* Условие задания *
Верните все строки, приведённые ниже, без единого изменения.
########
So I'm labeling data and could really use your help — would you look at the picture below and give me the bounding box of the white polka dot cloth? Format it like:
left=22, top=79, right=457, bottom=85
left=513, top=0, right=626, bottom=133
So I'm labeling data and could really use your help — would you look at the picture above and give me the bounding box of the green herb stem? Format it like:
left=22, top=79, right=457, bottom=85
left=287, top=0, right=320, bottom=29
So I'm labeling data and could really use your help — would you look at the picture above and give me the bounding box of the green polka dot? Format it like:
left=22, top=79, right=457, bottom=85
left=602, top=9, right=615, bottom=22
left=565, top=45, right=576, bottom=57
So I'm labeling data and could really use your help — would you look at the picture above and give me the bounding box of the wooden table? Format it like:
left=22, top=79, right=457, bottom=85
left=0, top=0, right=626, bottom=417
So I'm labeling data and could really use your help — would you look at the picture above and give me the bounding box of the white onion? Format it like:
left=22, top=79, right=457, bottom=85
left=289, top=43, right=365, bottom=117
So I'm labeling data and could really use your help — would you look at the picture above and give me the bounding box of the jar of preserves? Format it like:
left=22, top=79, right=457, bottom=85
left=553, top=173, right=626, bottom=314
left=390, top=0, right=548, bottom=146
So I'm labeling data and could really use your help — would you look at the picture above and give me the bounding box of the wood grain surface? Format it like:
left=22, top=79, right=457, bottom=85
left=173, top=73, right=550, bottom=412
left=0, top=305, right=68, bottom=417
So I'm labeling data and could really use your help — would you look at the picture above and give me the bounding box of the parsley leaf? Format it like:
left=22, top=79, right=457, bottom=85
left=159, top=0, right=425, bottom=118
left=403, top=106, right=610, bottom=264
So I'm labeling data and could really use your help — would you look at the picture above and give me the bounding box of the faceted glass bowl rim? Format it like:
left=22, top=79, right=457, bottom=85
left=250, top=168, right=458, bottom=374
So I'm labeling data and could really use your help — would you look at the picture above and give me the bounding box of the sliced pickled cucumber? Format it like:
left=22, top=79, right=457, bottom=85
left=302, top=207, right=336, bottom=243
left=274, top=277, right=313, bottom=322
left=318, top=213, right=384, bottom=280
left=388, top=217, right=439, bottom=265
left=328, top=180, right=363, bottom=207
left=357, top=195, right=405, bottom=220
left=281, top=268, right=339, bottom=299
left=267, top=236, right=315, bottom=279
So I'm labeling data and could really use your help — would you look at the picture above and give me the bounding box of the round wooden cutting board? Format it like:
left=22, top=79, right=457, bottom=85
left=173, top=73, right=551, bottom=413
########
* Результат задания *
So I'm labeling data and could really use your help — would you look at the picture below and give me the bounding box of the white polka dot cloth? Format it like:
left=22, top=79, right=457, bottom=85
left=513, top=0, right=626, bottom=133
So I'm labeling data and could really use your help — would you look at the picture above and give me the bounding box of the green herb stem? Format it like:
left=22, top=79, right=457, bottom=85
left=287, top=0, right=320, bottom=29
So I'm labeling data and could really use your help — would you look at the picture above and give me the bounding box of the green polka dot? Format it like:
left=22, top=79, right=457, bottom=85
left=602, top=9, right=615, bottom=22
left=565, top=45, right=576, bottom=57
So I'm labeling data and could really use your help — would you look at the picture above and give me the bounding box of the wooden table? Format it like:
left=22, top=79, right=457, bottom=85
left=0, top=0, right=626, bottom=417
So I'm labeling data and could really use your help — would you look at the picture above and give me the bounding box of the white onion? Format it like:
left=22, top=79, right=457, bottom=85
left=289, top=43, right=365, bottom=117
So I'm labeling data and could really use your help — would you look at the picture above and give me the bounding box of the jar of preserves? Format it like:
left=22, top=79, right=457, bottom=85
left=553, top=173, right=626, bottom=314
left=390, top=0, right=548, bottom=146
So I'm labeling data and could really use your help — would you look at the picture above and give me the bounding box of the wood grain surface? Format it like:
left=22, top=79, right=457, bottom=85
left=173, top=73, right=550, bottom=412
left=0, top=305, right=68, bottom=417
So I'm labeling data and could really use your help — would you look at the picture above and give me the bounding box of the parsley leaf? Format it like:
left=22, top=79, right=457, bottom=85
left=159, top=0, right=425, bottom=118
left=403, top=106, right=610, bottom=264
So I'm labeling data and could really use your help — would you look at the picture above and give me the bounding box of the faceted glass bowl rim? Format it like:
left=22, top=79, right=457, bottom=85
left=250, top=168, right=458, bottom=374
So I'm labeling data and could really use your help — would you look at the picture above and give me the bounding box of the sliced pickled cucumber? Format it like:
left=22, top=79, right=457, bottom=85
left=302, top=207, right=336, bottom=243
left=274, top=277, right=313, bottom=322
left=318, top=213, right=384, bottom=280
left=388, top=217, right=439, bottom=265
left=328, top=180, right=363, bottom=207
left=357, top=195, right=405, bottom=220
left=281, top=268, right=339, bottom=299
left=267, top=236, right=315, bottom=279
So I'm labeling data and could really use your help — would you look at the picture above and give me the bounding box of the round wooden cutting board? Format it like:
left=22, top=79, right=457, bottom=85
left=173, top=73, right=551, bottom=413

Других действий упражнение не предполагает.